[Point localization data]
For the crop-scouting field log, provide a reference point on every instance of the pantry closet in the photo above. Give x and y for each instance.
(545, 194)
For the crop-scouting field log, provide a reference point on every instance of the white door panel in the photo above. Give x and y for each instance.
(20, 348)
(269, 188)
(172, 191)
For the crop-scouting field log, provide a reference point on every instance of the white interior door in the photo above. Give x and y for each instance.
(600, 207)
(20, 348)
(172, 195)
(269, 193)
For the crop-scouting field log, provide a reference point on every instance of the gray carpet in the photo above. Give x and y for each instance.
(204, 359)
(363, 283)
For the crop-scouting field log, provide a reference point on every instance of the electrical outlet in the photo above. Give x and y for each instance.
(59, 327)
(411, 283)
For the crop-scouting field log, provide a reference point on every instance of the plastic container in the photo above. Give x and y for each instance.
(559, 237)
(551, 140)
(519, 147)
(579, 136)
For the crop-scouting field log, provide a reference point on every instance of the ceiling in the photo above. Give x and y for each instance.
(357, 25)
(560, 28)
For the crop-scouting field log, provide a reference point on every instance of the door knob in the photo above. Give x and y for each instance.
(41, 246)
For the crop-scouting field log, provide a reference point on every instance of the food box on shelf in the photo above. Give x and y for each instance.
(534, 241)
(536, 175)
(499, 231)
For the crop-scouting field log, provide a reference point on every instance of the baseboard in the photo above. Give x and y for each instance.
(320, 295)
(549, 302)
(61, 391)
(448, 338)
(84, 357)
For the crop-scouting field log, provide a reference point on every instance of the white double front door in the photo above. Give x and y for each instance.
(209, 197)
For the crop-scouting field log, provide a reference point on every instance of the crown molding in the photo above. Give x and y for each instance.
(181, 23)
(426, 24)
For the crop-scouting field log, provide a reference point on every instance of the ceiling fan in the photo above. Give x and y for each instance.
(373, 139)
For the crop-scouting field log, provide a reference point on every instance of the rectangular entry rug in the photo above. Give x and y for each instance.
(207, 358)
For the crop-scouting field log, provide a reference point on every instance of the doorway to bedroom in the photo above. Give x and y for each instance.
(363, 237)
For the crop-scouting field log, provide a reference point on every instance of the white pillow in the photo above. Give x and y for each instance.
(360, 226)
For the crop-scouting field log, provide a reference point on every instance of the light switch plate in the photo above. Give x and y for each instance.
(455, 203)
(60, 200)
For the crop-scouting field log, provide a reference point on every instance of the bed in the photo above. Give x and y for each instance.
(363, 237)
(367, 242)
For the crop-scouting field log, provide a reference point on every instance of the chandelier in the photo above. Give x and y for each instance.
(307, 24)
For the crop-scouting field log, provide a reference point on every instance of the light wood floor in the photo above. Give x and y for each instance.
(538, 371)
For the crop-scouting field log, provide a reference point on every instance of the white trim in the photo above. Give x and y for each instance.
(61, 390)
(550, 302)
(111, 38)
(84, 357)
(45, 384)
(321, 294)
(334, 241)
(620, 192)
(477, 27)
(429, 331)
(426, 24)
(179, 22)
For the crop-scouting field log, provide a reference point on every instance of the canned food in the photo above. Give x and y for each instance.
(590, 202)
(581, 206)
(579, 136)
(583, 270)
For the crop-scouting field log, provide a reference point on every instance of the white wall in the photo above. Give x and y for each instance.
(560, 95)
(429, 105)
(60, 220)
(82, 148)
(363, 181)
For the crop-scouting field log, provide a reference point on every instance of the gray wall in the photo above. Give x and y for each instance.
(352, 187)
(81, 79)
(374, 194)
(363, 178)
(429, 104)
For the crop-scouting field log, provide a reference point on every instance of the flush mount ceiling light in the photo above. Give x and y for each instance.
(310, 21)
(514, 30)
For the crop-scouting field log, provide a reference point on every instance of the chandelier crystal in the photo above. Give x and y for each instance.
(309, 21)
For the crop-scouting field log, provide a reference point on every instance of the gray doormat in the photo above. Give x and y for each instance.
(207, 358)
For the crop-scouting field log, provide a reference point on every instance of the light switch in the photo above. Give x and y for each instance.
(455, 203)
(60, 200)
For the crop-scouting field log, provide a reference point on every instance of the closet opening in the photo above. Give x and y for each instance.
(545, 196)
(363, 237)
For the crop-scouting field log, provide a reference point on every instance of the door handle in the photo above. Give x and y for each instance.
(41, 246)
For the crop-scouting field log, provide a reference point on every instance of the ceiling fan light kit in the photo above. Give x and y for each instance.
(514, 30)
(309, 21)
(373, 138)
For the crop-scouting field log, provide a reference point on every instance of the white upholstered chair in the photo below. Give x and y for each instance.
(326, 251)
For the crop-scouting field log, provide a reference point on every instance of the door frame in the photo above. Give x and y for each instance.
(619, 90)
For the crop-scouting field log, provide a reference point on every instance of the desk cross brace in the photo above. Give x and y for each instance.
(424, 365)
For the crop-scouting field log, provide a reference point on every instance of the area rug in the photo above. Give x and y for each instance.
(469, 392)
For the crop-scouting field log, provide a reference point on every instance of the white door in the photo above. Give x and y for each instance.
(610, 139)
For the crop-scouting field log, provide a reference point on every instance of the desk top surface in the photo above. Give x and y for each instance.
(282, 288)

YOUR TASK: The lines from the one containing "white door in" through the last line of the records are the answer; set them down exactly and add nothing.

RESPONSE BELOW:
For the crop-scouting field log, provide a reference point on every instance of the white door in the photo above. Give x and y for each instance.
(610, 139)
For the crop-scouting field log, provide a reference point on every instance of the desk top surface in the photo above. Give x and y for each instance.
(282, 288)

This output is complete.